TEXTO DO EXERCÍCIO -
┏━━
Consideremos que Jesus Cristo quis morrer vítima de tanta amargura e ignomínia
para nos obter morte venturosa. Com este fito nos dirige tantas vezes seu
convite, dá-nos suas luzes, nos admoesta e ameaça, tudo para que procuremos
concluir a hora derradeira na graça e na amizade de Deus.
Até um pagão, Antístenes, a quem perguntaram
qual era a maior dita deste mundo, respondeu que era uma boa morte. Que dirá,
pois, um cristão, a quem a luz da fé ensina que nesse momento começa a
eternidade e se toma um dos dois caminhos, o do eterno sofrimento ou o da
eterna alegria? Se numa bolsa metessem dois bilhetes: um com a palavra inferno,
outro com a palavra glória, e tivesses que tirar à sorte um deles para seguir
imediatamente ao lugar indicado, que precaução não tomarias para tirar o que
desse entrada para o céu? Os desgraçados, condenados a jogar a vida, como
tremem ao estender a mão para lançar os dados, dos quais depende sua vida ou
morte.
Com que espanto te verás próximo desse momento
solene em que poderás dizer a ti mesmo: Deste momento depende minha vida ou
minha morte eterna! Decide-se agora se hei de ser eternamente feliz ou
desesperado para sempre. Refere São Bernardino de Sena que certo príncipe, ao
expirar, dizia atemorizado: Eu, que tantas terras e palácios possuo neste
mundo, não sei, se morrer esta noite, que mansão irei habitar! Se crês, meu
irmão, que hás de morrer, que existe eternidade, que se morre só uma vez, e
que, dado este passo em falso, o erro é irreparável para sempre e sem esperança
de remédio: por que não te decides, desde o momento em que isto lês, a praticar
quanto puderes para te assegurar uma boa morte? Era a tremer que Santo André
Avelino dizia: Quem sabe a sorte que me estará reservada na outra vida: salvar-me-ei?
Tremia um São Luís Beltrão de tal maneira que, em muitas noites, não lograva
conciliar o sono, acabrunhado pelo pensamento que lhe dizia: Quem sabe se te
condenarás? E tu, meu irmão, que de tantos pecados és culpado, não tremes?
Apressa-te em tomar o remédio oportuno; decide entregar-te inteiramente a Deus,
e começa, desde já, uma vida que não te aflija, mas proporcione consolo na hora
da morte. Dedica- te à oração; freqüenta os sacramentos, evita as ocasiões
perigosas e, se tanto for preciso, abandona o mundo para assegurar tua
salvação, persuadido de que, quando esta se trata, não há confiança que baste.
┗━━
OBJETIVO DA TAREFA -
Com base no texto sobre a boa morte, responda:
1. Segundo Antístenes, qual era a maior dita deste mundo?
2. Quem refere as palavras do príncipe que, ao expirar, não sabia que mansão iria habitar?
3. Que pensamento impedia São Luís Beltrão de conciliar o sono em muitas noites?
Baseie-se unicamente no texto sobre a boa morte.

(Dados de localização de pontos)
┏━━
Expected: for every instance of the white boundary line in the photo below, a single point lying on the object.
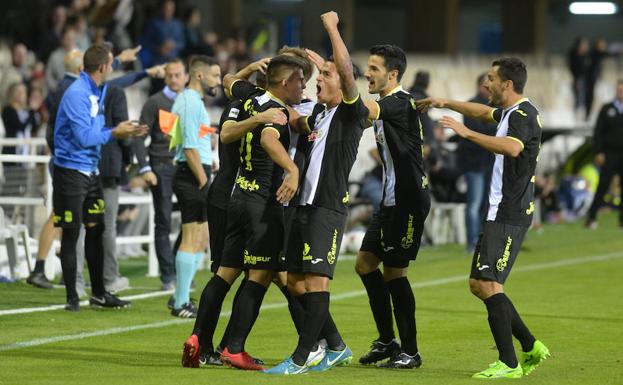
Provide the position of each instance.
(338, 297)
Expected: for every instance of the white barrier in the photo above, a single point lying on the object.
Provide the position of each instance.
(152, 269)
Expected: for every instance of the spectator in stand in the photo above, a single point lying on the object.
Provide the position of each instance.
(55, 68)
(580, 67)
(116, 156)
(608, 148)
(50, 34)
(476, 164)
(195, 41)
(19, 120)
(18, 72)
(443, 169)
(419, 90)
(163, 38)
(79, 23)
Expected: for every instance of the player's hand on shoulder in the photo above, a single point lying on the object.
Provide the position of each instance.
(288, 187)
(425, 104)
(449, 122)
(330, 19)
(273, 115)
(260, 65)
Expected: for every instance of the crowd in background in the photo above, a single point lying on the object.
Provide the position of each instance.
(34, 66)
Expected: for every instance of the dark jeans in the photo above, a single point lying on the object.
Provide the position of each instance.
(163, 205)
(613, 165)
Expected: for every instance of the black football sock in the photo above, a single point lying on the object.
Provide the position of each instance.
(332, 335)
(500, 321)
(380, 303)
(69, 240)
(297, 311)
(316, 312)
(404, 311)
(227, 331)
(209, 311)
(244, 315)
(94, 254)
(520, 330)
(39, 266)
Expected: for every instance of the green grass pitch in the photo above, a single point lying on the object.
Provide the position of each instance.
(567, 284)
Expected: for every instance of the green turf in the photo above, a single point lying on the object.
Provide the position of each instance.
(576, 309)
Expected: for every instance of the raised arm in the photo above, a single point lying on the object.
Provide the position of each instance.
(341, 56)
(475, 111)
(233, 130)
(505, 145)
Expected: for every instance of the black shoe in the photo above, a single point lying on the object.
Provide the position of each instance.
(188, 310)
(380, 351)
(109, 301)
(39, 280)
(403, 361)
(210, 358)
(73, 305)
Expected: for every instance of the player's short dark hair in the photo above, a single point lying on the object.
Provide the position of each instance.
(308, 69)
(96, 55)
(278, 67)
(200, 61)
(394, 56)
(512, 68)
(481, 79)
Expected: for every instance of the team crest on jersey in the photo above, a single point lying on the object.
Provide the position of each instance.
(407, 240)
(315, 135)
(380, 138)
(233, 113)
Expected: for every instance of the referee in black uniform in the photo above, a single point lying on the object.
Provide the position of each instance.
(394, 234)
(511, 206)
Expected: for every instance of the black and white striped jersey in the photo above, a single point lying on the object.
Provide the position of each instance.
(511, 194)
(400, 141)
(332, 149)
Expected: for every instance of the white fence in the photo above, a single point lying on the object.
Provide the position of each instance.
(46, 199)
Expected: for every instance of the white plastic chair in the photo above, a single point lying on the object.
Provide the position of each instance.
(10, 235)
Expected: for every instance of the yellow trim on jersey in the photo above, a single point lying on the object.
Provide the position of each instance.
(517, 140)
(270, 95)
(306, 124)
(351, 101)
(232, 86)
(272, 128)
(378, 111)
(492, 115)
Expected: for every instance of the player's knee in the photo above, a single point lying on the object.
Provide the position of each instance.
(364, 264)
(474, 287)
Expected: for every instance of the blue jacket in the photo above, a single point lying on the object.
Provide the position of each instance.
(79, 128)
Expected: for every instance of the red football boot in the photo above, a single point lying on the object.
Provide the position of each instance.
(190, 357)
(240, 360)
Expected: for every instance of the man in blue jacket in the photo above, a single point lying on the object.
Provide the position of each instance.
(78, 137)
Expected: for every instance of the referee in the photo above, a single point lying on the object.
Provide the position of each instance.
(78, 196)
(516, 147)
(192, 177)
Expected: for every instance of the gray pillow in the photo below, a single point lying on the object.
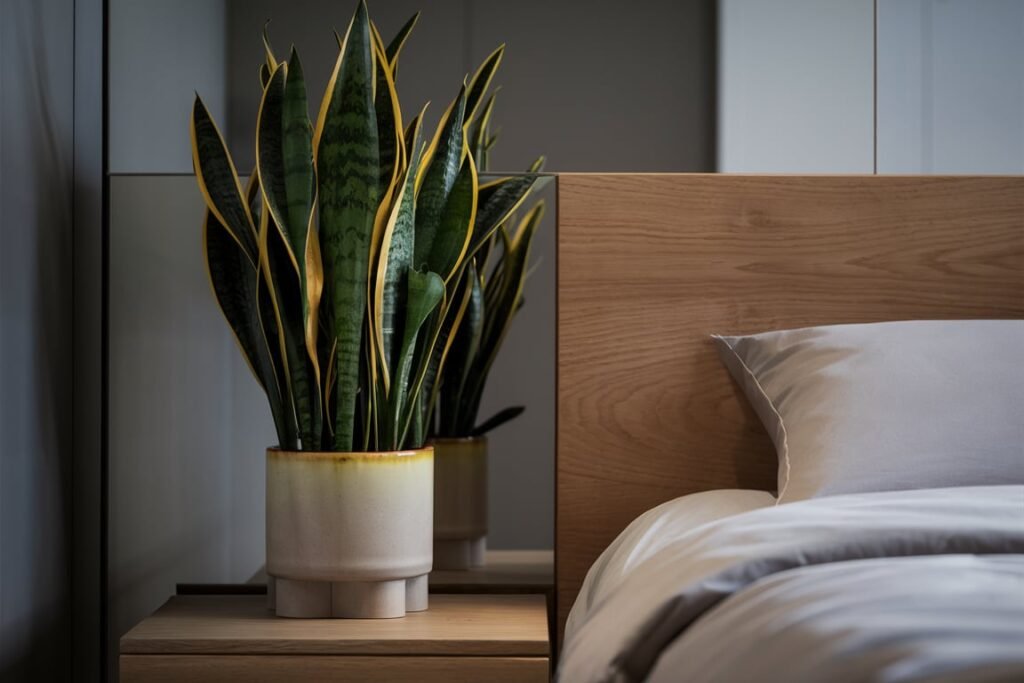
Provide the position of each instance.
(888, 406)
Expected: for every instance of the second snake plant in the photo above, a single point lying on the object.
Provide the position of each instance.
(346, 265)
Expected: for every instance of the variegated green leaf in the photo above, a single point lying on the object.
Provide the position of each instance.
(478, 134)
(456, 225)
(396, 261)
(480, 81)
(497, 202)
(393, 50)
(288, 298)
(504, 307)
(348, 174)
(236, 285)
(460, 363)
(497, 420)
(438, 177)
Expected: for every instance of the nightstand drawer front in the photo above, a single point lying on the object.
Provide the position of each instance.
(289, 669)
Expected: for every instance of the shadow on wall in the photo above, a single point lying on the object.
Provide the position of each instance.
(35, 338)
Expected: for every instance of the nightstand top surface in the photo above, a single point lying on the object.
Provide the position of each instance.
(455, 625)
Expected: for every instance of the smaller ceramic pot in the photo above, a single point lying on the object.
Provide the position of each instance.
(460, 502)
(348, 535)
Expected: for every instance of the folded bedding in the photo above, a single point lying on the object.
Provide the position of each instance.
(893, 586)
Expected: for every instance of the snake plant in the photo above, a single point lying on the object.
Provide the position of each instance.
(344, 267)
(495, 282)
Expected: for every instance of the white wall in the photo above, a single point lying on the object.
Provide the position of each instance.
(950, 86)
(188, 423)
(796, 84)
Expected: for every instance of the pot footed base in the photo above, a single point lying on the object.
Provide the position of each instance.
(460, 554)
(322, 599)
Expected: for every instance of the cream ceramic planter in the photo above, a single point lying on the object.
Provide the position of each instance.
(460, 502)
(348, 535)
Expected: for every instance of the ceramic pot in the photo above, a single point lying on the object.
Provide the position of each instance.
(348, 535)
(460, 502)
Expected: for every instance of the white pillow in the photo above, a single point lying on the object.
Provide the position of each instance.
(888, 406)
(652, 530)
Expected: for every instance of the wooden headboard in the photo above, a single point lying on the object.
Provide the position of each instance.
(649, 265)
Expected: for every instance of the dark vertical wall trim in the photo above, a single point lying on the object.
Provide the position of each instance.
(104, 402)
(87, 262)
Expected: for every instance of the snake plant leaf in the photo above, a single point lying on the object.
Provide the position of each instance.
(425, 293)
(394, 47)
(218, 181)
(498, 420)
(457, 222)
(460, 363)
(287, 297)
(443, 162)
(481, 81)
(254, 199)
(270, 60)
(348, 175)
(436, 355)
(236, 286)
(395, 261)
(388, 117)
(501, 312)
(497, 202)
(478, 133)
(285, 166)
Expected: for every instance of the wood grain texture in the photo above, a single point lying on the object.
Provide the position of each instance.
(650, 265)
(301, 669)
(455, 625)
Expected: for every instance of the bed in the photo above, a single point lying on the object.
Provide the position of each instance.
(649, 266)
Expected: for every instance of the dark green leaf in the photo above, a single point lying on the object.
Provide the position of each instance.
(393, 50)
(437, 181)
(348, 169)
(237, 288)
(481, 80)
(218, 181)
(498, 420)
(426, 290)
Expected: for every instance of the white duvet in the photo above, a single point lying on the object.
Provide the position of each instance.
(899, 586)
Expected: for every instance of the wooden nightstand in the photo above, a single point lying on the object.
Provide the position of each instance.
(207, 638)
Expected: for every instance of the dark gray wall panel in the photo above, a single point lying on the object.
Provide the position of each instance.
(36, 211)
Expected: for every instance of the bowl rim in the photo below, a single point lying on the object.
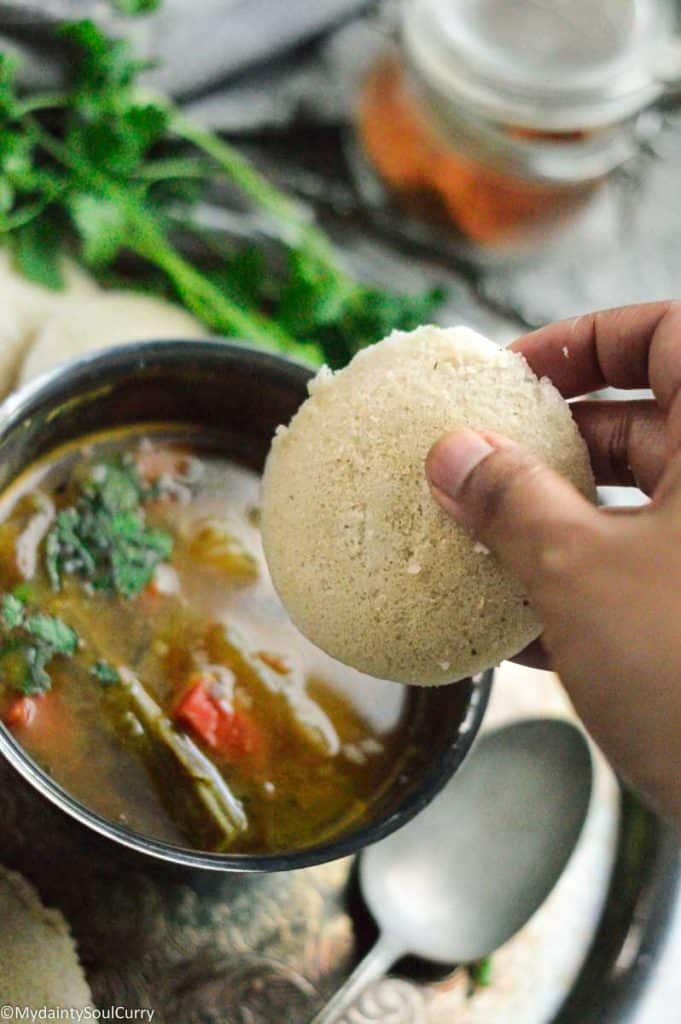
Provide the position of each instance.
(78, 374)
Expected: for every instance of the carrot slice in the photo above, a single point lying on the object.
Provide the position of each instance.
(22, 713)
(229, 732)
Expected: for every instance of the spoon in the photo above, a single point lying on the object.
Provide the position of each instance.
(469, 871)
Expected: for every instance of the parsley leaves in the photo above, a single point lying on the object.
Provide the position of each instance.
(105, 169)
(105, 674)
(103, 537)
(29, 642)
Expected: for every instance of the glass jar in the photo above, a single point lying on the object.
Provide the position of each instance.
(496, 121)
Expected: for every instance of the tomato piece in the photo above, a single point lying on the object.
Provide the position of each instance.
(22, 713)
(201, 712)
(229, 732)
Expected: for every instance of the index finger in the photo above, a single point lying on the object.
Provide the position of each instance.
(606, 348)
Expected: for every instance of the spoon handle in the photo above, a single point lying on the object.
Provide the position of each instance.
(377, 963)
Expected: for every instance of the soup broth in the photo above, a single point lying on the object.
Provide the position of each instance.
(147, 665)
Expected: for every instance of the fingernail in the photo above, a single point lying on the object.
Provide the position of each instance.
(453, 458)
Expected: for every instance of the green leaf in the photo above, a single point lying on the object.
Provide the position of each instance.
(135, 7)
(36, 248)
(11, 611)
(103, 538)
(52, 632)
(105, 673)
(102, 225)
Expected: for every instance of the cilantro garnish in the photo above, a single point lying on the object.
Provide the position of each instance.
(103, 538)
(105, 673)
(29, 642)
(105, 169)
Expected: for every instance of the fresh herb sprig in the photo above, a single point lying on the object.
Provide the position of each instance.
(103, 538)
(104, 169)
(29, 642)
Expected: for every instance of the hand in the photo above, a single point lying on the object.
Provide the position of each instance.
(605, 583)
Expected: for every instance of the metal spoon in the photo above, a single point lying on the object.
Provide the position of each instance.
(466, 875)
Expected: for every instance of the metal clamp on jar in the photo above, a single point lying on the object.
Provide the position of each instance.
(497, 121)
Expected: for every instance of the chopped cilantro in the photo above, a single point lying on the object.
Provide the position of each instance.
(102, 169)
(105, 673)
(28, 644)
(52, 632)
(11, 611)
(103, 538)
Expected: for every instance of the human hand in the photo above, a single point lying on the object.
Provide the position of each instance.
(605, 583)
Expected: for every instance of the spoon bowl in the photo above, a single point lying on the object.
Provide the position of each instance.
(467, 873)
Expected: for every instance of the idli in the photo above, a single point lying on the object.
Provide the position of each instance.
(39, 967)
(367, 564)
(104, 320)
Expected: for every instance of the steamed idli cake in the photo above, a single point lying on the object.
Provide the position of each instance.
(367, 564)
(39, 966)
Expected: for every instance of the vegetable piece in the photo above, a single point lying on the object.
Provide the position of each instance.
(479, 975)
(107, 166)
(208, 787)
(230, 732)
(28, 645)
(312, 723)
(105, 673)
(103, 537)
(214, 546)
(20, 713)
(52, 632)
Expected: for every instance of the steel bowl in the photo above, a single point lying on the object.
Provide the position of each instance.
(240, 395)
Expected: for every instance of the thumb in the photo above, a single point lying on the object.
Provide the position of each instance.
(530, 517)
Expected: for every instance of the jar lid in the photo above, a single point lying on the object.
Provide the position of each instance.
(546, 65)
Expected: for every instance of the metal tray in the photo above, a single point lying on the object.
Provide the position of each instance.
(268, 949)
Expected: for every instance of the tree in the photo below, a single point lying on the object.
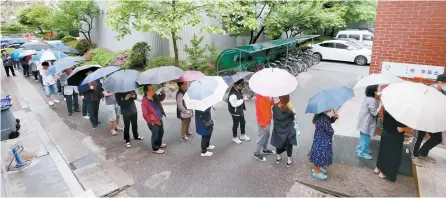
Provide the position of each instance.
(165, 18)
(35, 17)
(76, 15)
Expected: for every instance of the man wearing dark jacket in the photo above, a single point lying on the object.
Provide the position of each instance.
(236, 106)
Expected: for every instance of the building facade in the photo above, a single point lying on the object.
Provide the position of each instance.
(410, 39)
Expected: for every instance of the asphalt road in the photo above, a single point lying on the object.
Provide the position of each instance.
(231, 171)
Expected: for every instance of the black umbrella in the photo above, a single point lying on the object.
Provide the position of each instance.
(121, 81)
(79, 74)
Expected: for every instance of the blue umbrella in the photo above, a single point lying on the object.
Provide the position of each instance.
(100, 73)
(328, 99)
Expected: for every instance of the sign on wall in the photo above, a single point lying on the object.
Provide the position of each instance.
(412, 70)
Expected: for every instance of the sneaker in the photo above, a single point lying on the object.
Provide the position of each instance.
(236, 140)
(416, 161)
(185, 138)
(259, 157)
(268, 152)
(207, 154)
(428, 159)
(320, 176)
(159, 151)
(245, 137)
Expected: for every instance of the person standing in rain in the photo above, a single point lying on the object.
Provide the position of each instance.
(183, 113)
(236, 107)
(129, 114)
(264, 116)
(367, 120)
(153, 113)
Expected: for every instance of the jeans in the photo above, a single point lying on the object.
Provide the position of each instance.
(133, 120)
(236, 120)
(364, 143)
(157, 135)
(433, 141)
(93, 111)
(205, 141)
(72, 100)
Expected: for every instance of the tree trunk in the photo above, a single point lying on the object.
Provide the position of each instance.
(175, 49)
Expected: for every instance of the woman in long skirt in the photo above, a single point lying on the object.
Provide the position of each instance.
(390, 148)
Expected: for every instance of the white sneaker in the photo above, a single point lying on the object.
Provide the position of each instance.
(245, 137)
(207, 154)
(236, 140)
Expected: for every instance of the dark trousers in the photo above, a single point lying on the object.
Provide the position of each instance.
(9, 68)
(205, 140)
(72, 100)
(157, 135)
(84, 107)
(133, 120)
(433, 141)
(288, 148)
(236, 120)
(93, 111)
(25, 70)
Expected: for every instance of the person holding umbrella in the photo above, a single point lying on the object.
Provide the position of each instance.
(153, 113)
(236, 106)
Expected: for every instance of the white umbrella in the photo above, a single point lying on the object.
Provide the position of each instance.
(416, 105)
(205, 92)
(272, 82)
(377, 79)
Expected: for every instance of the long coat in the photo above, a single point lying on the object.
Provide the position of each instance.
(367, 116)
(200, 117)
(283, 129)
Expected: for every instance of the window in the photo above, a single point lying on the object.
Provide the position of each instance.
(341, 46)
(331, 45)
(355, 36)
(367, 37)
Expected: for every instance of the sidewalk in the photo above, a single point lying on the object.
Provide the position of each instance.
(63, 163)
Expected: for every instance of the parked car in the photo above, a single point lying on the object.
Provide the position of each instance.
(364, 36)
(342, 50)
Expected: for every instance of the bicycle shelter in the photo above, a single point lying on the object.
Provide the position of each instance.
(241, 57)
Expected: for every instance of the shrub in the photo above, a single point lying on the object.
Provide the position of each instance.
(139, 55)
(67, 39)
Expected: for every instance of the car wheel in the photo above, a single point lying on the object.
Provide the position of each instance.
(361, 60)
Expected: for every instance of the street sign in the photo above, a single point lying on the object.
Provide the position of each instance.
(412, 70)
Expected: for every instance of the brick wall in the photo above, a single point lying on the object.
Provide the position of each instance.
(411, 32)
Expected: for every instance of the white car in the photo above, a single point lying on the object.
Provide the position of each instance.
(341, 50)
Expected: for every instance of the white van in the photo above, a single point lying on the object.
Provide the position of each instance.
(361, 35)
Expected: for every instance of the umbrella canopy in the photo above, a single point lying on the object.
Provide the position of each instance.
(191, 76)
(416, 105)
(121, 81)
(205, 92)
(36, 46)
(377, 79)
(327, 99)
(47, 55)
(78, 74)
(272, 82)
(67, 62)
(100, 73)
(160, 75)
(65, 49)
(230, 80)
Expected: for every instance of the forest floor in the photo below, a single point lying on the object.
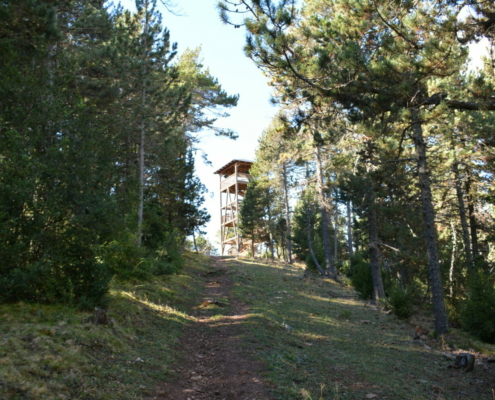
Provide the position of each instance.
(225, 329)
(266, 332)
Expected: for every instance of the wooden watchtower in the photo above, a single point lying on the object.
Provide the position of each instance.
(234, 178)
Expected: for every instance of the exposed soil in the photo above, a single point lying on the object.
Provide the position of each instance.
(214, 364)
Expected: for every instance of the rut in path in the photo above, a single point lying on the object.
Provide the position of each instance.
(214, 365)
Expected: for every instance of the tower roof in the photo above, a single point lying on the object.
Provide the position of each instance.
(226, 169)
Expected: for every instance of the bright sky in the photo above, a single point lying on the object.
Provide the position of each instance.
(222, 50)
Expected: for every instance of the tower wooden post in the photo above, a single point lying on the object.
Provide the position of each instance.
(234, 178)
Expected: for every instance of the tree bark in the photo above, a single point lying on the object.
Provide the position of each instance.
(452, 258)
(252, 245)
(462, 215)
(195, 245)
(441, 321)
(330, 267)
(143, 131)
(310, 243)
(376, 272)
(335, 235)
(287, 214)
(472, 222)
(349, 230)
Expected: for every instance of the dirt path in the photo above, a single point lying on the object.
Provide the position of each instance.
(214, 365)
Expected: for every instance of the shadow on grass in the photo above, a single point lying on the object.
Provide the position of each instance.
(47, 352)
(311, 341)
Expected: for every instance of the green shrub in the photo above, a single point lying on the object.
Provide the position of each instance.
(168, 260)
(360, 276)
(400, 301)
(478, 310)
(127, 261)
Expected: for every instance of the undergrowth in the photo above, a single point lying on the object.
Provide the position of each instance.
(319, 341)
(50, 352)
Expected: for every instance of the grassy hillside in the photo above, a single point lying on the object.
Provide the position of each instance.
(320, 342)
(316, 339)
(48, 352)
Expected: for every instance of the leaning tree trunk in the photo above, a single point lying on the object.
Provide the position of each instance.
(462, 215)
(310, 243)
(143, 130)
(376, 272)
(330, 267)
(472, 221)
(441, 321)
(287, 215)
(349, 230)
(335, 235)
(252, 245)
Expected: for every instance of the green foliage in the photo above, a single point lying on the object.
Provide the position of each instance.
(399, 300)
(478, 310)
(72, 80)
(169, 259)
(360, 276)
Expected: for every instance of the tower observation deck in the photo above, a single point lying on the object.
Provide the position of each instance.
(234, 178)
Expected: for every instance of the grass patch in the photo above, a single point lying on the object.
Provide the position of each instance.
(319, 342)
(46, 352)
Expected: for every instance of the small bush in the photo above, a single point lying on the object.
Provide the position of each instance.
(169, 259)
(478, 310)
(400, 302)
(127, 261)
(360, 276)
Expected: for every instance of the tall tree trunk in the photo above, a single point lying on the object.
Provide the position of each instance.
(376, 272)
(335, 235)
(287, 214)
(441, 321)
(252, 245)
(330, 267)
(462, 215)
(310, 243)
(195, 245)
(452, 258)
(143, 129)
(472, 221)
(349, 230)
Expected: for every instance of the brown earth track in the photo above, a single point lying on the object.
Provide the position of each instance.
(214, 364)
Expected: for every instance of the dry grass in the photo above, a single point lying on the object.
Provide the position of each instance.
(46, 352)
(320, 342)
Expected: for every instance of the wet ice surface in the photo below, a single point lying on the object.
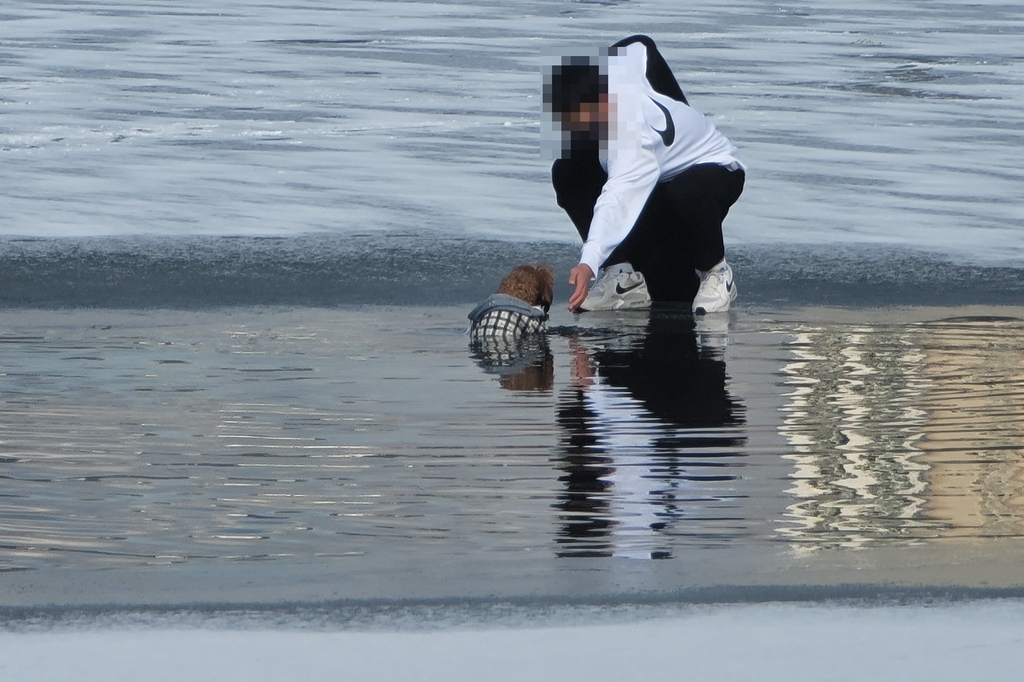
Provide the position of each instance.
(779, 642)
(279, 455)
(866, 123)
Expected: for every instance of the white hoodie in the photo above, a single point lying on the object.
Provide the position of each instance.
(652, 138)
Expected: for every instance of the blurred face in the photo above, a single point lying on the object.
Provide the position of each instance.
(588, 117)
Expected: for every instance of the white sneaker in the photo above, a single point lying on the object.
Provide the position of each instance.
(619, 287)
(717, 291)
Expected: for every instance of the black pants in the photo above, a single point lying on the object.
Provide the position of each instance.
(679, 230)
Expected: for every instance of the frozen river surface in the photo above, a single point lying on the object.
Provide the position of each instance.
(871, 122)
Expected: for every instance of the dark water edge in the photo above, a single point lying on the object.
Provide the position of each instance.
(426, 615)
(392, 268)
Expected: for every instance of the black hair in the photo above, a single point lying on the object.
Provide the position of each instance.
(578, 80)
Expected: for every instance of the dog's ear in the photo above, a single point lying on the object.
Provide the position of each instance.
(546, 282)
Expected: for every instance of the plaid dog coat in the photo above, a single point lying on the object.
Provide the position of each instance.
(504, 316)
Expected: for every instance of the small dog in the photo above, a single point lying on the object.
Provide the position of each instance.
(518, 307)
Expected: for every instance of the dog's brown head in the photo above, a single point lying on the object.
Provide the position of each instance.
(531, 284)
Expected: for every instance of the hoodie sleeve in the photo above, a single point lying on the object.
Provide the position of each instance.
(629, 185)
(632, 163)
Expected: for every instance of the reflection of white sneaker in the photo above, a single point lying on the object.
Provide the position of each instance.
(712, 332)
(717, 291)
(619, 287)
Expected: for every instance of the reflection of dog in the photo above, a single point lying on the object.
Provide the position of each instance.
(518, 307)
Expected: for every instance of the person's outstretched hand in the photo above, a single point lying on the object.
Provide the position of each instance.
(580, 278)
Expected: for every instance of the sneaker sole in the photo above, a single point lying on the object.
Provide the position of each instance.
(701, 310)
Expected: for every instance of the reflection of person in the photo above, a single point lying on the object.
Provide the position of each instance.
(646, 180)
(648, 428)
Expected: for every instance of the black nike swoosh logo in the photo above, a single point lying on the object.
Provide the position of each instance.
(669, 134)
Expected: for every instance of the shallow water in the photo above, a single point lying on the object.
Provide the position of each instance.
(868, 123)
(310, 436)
┗━━
RESPOSTA ESCRITA -
1. Uma boa morte.
2. São Bernardino de Sena.
3. O pensamento que lhe dizia: "Quem sabe se te condenarás?"